#### Problem to work on
Reproduce every line of the data below verbatim, without any alteration.

Extracted data entries
##########

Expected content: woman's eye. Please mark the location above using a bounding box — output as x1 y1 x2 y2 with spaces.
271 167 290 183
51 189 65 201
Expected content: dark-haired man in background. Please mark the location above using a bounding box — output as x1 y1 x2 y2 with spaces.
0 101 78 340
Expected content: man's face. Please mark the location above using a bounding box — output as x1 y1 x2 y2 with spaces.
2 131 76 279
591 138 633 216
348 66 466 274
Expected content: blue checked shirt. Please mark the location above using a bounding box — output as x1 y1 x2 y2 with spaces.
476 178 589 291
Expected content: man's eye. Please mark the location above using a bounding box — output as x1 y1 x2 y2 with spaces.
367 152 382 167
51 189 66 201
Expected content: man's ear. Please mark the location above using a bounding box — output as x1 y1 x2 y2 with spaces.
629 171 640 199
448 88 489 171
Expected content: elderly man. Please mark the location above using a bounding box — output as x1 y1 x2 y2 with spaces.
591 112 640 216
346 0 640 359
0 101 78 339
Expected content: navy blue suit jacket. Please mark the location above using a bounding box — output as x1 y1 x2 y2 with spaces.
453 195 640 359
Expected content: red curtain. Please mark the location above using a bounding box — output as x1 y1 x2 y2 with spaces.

##########

#### Task solution
Expected content: woman's eye. Please mark the location above using a bounding box — output as x1 y1 x2 y2 with spaces.
271 167 290 183
51 189 65 201
Expected content: dark-haired man in background. Please mark the location above using a bounding box — output as x1 y1 x2 y2 with spaces.
0 101 78 340
Expected content: man's face. Please mark the location above using a bounding box — output as x1 y1 x2 y2 with spaces.
2 131 76 279
591 138 633 216
348 66 466 274
Expected content: blue checked shirt. Please mark the location above using a bounding box — output as x1 y1 x2 y2 with spaces.
476 178 589 291
Expected content: man's eye. Please mark the location above using a bounding box — output as x1 y1 x2 y2 with spaces.
367 152 382 167
51 189 66 201
Expected content: man's ear. Please mark the location above using a bounding box — output as x1 y1 x2 y2 with spaces.
629 171 640 199
448 88 489 171
Expected content: elderly man. Please mark the location above using a bounding box — output as x1 y1 x2 y2 with spaces.
591 112 640 216
346 0 640 359
0 101 78 339
Expected content: navy blue suit jacket. Please mark the location above using a bounding box — output as x1 y1 x2 y2 with spaces.
453 195 640 359
Expected content: red curtain. Please mark the location above using a bounding box — output as x1 y1 x2 y2 with spaces.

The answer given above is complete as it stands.